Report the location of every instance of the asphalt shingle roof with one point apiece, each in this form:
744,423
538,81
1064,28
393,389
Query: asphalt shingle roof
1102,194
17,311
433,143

⁂

Problem details: Rewrite the lines of the records above as a Markdown table with two columns, Row and Line, giving one row per line and leaving out any blank lines.

Expected output:
| Row | Line |
|---|---|
| 1 | Report the location of every instance of the asphalt shingle roof with one point apiece, each in this form: |
| 2 | 744,423 |
| 3 | 538,81 |
| 4 | 1064,28 |
| 5 | 393,389 |
| 6 | Query: asphalt shingle roof |
| 7 | 1102,194 |
| 8 | 17,311 |
| 9 | 433,143 |